Saved data entries:
----
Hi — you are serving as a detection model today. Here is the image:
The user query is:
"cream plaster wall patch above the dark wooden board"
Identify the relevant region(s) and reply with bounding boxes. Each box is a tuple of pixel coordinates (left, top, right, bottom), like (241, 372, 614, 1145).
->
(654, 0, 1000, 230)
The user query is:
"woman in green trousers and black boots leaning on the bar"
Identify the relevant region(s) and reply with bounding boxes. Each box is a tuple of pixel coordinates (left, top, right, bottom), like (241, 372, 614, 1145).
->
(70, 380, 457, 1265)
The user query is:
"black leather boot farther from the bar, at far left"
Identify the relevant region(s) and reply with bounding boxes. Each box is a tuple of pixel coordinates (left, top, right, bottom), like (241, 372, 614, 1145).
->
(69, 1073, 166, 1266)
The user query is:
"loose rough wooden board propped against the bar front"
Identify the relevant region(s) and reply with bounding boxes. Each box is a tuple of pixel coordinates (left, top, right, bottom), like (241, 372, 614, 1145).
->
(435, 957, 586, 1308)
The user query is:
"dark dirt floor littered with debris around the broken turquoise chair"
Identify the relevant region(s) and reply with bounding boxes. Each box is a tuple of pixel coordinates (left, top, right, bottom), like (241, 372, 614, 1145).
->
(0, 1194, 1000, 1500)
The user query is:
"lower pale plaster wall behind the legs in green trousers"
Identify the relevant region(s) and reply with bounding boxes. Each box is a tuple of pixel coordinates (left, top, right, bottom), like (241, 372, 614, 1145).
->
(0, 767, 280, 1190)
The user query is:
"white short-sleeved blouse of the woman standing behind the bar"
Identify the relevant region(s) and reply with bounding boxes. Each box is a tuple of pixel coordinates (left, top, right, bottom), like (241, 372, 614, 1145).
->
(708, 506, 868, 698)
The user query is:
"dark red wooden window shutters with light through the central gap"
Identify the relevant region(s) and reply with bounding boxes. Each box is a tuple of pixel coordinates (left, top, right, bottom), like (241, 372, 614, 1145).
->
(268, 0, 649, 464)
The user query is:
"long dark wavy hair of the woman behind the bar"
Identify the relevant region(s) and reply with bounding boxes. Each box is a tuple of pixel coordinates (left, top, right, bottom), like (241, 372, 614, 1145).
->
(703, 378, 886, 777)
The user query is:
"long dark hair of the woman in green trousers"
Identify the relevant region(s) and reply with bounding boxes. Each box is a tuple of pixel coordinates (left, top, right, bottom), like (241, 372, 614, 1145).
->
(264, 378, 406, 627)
----
> **WHAT IS REQUIRED**: If a line in the data contains the string "long", copy it.

> **YOUR RESPONSE**:
"long dark wavy hair of the woman behind the bar"
"long dark hair of the woman in green trousers"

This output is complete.